» STATED EXERCISE:
Repeat every line of the material below word for word, changing nothing.

_ _ _ _ _

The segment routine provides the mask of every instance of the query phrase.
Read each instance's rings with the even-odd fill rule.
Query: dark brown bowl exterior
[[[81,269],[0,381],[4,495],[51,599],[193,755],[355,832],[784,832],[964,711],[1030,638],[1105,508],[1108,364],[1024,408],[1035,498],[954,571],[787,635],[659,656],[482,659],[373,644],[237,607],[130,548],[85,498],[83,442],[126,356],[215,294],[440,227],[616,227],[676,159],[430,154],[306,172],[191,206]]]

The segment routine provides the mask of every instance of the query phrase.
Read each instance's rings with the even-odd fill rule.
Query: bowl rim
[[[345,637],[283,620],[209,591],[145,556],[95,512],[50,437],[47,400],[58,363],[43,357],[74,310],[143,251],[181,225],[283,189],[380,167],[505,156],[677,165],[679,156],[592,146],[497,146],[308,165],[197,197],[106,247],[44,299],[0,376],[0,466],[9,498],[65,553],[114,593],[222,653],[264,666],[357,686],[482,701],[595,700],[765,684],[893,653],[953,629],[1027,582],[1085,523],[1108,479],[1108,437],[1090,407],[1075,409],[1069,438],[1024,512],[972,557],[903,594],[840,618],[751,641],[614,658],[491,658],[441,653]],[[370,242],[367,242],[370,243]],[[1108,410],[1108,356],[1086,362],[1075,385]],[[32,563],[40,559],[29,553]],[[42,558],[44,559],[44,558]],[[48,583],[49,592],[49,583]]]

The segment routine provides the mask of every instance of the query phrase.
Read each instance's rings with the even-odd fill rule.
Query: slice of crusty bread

_ _ _ _ _

» RESPONSE TO THIS TASK:
The segment routine provides the mask of every instance of the query phrase.
Read each instance's rings with the even-odd fill rule.
Query: dark brown bowl exterior
[[[81,269],[0,381],[4,495],[51,599],[193,755],[355,832],[784,832],[964,711],[1030,638],[1105,508],[1108,364],[1024,408],[1035,498],[954,571],[787,635],[659,656],[482,659],[373,644],[237,607],[130,548],[85,498],[83,442],[126,356],[215,294],[440,227],[616,227],[676,159],[430,154],[306,172],[191,206]]]

The segment routine provides the mask of every instance of the query phrase.
Read each instance's rings with the even-odd fill rule.
Query: bowl rim
[[[345,637],[283,620],[209,591],[145,556],[95,512],[50,437],[47,400],[58,363],[43,357],[74,310],[143,251],[181,225],[283,189],[380,167],[505,156],[677,165],[679,156],[592,146],[497,146],[308,165],[197,197],[106,247],[44,299],[0,376],[0,466],[9,498],[65,553],[114,593],[222,653],[264,666],[357,686],[482,701],[595,700],[765,684],[893,653],[953,629],[1027,582],[1085,523],[1108,479],[1108,437],[1090,407],[1075,409],[1069,438],[1024,512],[972,557],[903,594],[840,618],[751,641],[614,658],[491,658],[441,653]],[[370,242],[367,242],[370,243]],[[1108,410],[1108,356],[1086,362],[1075,385]],[[32,563],[40,559],[29,553]],[[42,558],[44,559],[44,558]],[[48,583],[49,592],[49,583]]]

The segment routine provides the mask of every instance of the query phrase.
Read each instance's rings with the even-odd fill rule.
Query: slice of crusty bread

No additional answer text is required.